Work to complete: Find how many lines of the following entries contain "below". Reply with the number alone.

Photo-based referring expression data:

'''

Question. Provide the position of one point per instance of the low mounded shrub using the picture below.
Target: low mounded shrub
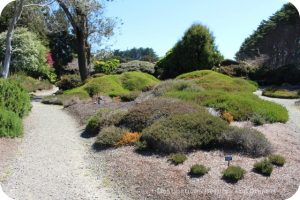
(183, 132)
(277, 160)
(128, 139)
(14, 98)
(147, 112)
(198, 170)
(129, 97)
(233, 174)
(109, 137)
(246, 140)
(69, 82)
(263, 167)
(135, 65)
(177, 158)
(10, 124)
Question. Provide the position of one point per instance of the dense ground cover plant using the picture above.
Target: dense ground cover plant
(69, 81)
(263, 167)
(198, 170)
(146, 113)
(277, 160)
(233, 173)
(30, 84)
(246, 140)
(183, 132)
(14, 98)
(177, 158)
(226, 94)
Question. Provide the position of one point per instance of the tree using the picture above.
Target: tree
(88, 23)
(195, 51)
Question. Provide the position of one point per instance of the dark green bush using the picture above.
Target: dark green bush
(129, 97)
(183, 132)
(69, 81)
(177, 158)
(263, 167)
(277, 160)
(195, 51)
(233, 174)
(10, 124)
(246, 140)
(198, 170)
(103, 118)
(135, 65)
(106, 66)
(108, 137)
(14, 98)
(146, 113)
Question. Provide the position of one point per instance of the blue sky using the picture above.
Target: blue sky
(159, 24)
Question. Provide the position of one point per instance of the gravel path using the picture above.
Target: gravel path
(294, 112)
(52, 160)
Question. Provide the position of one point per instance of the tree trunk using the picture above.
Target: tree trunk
(82, 56)
(9, 36)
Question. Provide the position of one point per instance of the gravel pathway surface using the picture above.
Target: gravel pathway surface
(294, 111)
(52, 160)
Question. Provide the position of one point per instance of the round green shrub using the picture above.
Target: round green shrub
(233, 173)
(195, 51)
(10, 124)
(14, 98)
(108, 137)
(263, 167)
(69, 81)
(246, 140)
(277, 160)
(147, 112)
(198, 170)
(183, 132)
(177, 158)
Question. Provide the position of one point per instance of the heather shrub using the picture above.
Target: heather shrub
(10, 124)
(69, 81)
(277, 160)
(198, 170)
(227, 117)
(128, 138)
(14, 98)
(147, 112)
(263, 167)
(135, 65)
(246, 140)
(109, 137)
(183, 132)
(177, 158)
(233, 174)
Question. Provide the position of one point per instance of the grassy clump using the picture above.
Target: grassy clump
(69, 81)
(115, 85)
(233, 174)
(246, 140)
(263, 167)
(147, 112)
(30, 84)
(10, 124)
(14, 98)
(281, 93)
(109, 137)
(226, 94)
(103, 118)
(277, 160)
(198, 170)
(177, 158)
(183, 132)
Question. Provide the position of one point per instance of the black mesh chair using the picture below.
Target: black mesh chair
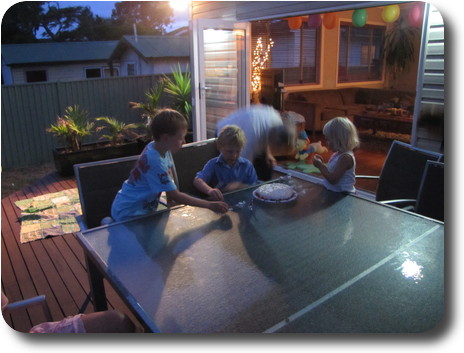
(189, 160)
(430, 199)
(402, 172)
(98, 183)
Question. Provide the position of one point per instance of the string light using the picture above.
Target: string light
(260, 57)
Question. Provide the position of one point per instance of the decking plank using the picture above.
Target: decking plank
(54, 266)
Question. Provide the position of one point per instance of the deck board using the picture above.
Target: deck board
(54, 266)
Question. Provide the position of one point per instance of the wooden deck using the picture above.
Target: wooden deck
(56, 266)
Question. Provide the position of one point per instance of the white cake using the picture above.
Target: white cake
(275, 192)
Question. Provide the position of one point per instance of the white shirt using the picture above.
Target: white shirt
(348, 179)
(255, 122)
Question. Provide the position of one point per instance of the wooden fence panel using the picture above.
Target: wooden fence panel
(28, 109)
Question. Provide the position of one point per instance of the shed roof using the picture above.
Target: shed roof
(150, 47)
(54, 52)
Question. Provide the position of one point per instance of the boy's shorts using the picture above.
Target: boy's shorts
(70, 324)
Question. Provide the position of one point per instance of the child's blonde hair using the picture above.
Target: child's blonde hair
(167, 121)
(231, 135)
(342, 134)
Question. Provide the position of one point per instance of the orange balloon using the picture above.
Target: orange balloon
(330, 20)
(390, 13)
(294, 22)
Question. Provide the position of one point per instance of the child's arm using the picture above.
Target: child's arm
(213, 193)
(345, 162)
(183, 198)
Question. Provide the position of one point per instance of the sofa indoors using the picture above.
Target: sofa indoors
(318, 107)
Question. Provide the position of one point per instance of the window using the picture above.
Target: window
(107, 71)
(131, 69)
(360, 53)
(36, 76)
(296, 53)
(93, 73)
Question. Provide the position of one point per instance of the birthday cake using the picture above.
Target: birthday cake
(275, 192)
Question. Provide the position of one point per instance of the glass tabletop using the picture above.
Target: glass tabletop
(277, 267)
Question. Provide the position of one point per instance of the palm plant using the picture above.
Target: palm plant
(398, 46)
(153, 95)
(179, 88)
(72, 127)
(117, 130)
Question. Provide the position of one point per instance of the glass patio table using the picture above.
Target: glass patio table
(325, 262)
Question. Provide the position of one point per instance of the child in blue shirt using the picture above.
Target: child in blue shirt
(151, 175)
(228, 171)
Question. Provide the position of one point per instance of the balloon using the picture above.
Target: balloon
(390, 13)
(294, 22)
(415, 15)
(330, 20)
(359, 17)
(314, 20)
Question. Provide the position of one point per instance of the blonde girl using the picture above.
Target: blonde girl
(342, 138)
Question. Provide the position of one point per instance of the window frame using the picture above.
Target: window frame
(300, 67)
(93, 68)
(381, 78)
(27, 72)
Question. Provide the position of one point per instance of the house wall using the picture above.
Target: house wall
(166, 65)
(57, 72)
(258, 10)
(150, 67)
(28, 109)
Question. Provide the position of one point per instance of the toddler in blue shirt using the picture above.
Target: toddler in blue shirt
(152, 173)
(228, 171)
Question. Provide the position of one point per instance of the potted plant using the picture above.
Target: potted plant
(398, 46)
(179, 89)
(149, 109)
(72, 127)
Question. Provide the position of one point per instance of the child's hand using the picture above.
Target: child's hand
(215, 195)
(318, 161)
(218, 206)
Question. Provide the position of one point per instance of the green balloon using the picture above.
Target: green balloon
(359, 17)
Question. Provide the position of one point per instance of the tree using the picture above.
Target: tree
(21, 22)
(33, 21)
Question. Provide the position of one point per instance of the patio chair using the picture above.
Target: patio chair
(98, 183)
(21, 305)
(189, 160)
(402, 172)
(430, 199)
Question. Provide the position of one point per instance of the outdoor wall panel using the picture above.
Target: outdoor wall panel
(29, 109)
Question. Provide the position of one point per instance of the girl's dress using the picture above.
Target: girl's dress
(347, 181)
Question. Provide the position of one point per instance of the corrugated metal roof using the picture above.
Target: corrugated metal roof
(147, 46)
(55, 52)
(154, 46)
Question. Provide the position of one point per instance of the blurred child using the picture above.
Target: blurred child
(266, 135)
(152, 173)
(228, 171)
(342, 138)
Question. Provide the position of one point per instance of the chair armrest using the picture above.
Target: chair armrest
(27, 303)
(367, 177)
(405, 204)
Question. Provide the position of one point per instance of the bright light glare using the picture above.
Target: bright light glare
(410, 269)
(179, 5)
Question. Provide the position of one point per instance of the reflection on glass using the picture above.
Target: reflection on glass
(410, 269)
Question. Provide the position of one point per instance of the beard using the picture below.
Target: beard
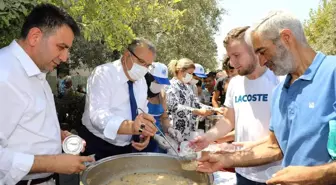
(283, 61)
(252, 65)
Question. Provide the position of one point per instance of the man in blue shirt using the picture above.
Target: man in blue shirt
(302, 106)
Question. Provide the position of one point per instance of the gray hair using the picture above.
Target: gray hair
(141, 42)
(271, 26)
(248, 37)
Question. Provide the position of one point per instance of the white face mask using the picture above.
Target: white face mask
(187, 78)
(193, 82)
(156, 88)
(137, 71)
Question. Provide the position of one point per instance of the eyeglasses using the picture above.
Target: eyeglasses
(141, 61)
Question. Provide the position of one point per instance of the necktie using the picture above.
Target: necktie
(134, 107)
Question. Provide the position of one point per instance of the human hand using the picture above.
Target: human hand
(210, 162)
(70, 164)
(65, 134)
(175, 134)
(200, 142)
(141, 145)
(219, 110)
(144, 124)
(161, 142)
(299, 175)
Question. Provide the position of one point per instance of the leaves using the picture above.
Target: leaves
(177, 28)
(12, 14)
(320, 27)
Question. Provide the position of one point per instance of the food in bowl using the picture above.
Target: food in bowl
(152, 179)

'''

Written response: 3